╭─ Source extract

The opinion of the court was delivered by: Honorable Larry Alan Burns United States District Judge
ORDER GRANTING IN PART MOTION TO DISMISS
This action concerns the wrongful death of Daniel Sisson in the Vista Detention Facility ("Facility"). Plaintiffs bring claims under 42 U.S.C. § 1983 for Eight Amendment violations (of Daniel Sisson's right to be free of cruel and unusual punishment) and for Fourteenth Amendment violations (for deprivation of the right of Daniel Sisson's parents, Shaunda Brummett and Greg Sisson's, to familial association). Plaintiffs also bring supplemental state law claims for negligence, failure to summon medical care, and wrongful death.
Defendants have moved to dismiss Sheriff William Gore as to all
claims, the County of San Diego as to the first, second,*fn1
and fifth claims, and both named Defendants as to the third
The following facts are taken from the first amended complaint (FAC). Daniel Sisson was booked into the Vista Detention Facility just after 4:00 p.m. on January 23, 2011 for possession of drugs for personal use, a violation of the terms of his probation.*fn2 He had a history of drug use and asthma. His history, taken at the time of booking, showed he had experienced an acute asthma attack associated with opiate withdrawal when in the same jail six months earlier. At the time, he denied using heroin daily, because he didn't want to take Vistaril, the medicine he knew would be prescribed for withdrawal.
That night he began to experience withdrawal symptoms and in the morning he told jail staff that he had been using heroin daily. After telling medical staff he did not want to take Vistaril, they prescribed Tigan, an anti-nausea drug, and a albuterol inhaler for his asthma, and returned him to his cell in the general population.
His condition worsened, and he stayed in his bunk the entire day on January 24. His symptoms included vomiting, diarrhea, nausea, which are common among those undergoing heroin withdrawal. On January 25, as Daniel Sisson lay on his back in his bunk, he waved off his scheduled sick call appointment. Officials did not enter his cell or check on his condition. He spent the day lying in his bunk or vomiting.

╰─

## Directions
Write out the part of the court order starting with "That night he" and going on through "bunk or vomiting.", word for word.

╭─ Recorded data

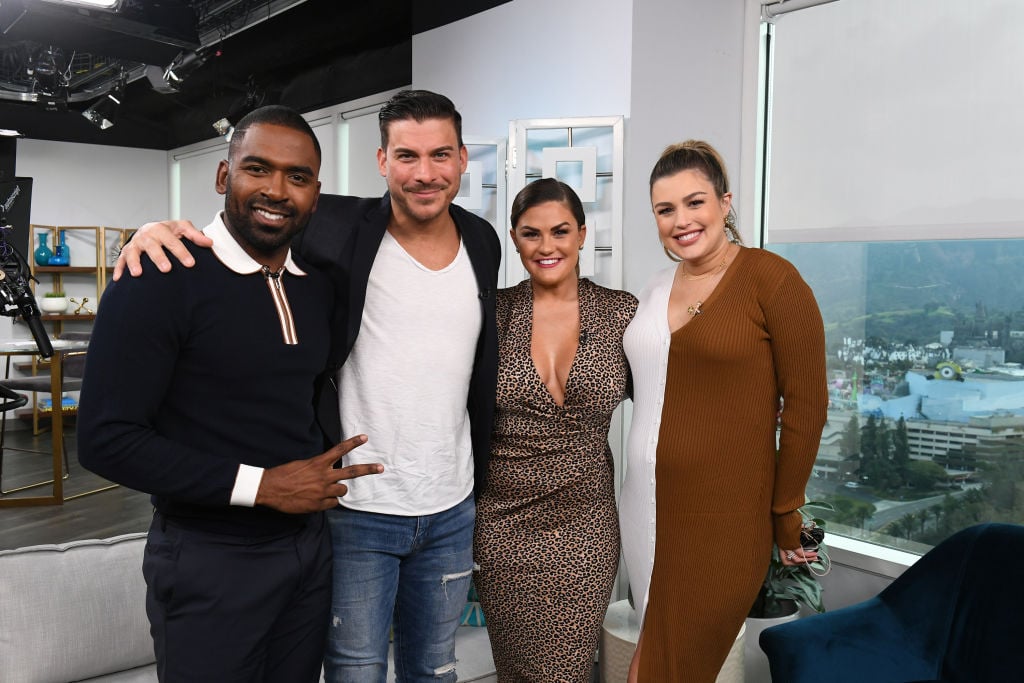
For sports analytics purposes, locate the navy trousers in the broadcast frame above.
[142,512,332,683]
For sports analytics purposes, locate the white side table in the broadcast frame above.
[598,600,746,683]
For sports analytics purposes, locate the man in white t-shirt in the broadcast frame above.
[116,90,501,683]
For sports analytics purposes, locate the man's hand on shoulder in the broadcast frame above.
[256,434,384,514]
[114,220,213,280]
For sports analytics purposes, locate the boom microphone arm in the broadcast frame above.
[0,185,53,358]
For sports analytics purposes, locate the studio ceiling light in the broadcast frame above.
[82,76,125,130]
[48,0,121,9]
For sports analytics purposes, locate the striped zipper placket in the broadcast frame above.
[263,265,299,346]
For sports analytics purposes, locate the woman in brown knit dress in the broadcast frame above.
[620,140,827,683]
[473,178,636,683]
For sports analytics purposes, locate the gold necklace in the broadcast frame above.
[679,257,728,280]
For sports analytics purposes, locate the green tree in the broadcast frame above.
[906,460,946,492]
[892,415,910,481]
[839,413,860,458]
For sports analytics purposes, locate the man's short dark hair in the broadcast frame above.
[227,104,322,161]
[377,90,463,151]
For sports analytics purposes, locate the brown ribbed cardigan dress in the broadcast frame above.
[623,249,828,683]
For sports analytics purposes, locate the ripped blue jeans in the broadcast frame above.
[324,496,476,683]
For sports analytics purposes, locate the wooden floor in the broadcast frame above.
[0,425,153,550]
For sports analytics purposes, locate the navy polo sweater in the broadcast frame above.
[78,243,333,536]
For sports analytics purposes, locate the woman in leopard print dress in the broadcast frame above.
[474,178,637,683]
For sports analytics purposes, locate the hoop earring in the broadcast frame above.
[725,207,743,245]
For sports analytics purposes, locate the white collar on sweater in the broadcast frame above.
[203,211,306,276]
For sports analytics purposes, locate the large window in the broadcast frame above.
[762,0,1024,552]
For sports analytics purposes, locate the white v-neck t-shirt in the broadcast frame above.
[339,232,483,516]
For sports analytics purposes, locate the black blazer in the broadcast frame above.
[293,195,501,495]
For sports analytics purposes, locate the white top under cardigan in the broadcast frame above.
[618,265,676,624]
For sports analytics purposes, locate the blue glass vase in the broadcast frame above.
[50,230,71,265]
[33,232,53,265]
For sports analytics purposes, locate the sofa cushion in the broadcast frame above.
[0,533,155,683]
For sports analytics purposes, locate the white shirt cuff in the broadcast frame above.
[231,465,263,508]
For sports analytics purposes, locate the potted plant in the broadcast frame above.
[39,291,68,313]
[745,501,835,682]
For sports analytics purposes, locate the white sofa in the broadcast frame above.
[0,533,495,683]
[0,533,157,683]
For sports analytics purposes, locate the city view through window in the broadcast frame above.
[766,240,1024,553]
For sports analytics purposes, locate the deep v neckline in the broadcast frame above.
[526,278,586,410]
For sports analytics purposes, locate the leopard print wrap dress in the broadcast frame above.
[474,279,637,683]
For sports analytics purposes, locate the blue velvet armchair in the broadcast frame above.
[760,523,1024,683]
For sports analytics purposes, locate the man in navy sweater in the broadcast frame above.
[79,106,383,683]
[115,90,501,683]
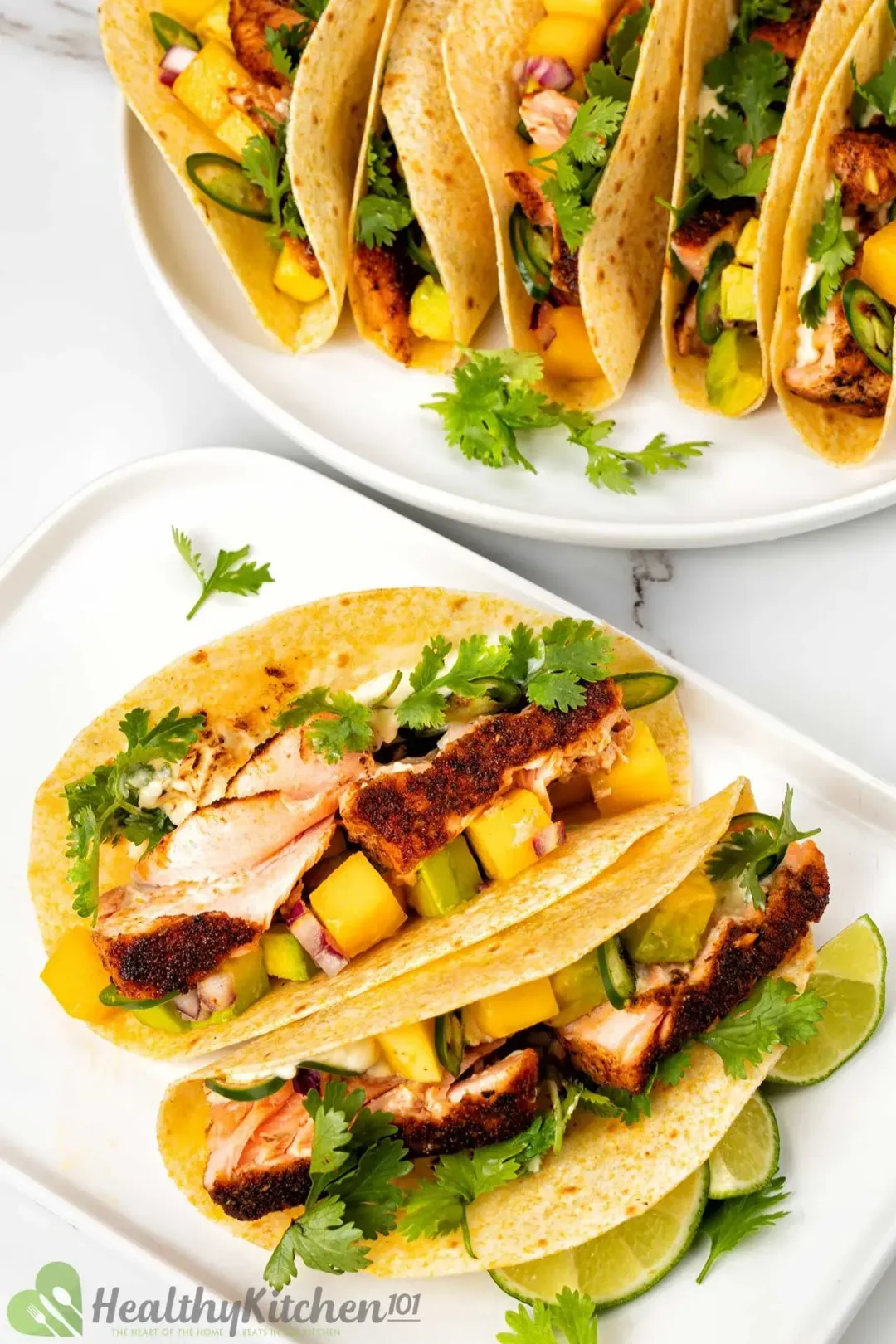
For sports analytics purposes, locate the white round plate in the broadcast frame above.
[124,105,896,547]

╰─

## Answer for this exercise
That night he began to experience withdrawal symptoms and in the morning he told jail staff that he had been using heroin daily. After telling medical staff he did not want to take Vistaril, they prescribed Tigan, an anti-nausea drug, and a albuterol inhaler for his asthma, and returned him to his cell in the general population.
His condition worsened, and he stayed in his bunk the entire day on January 24. His symptoms included vomiting, diarrhea, nausea, which are common among those undergoing heroin withdrawal. On January 25, as Daniel Sisson lay on his back in his bunk, he waved off his scheduled sick call appointment. Officials did not enter his cell or check on his condition. He spent the day lying in his bunk or vomiting.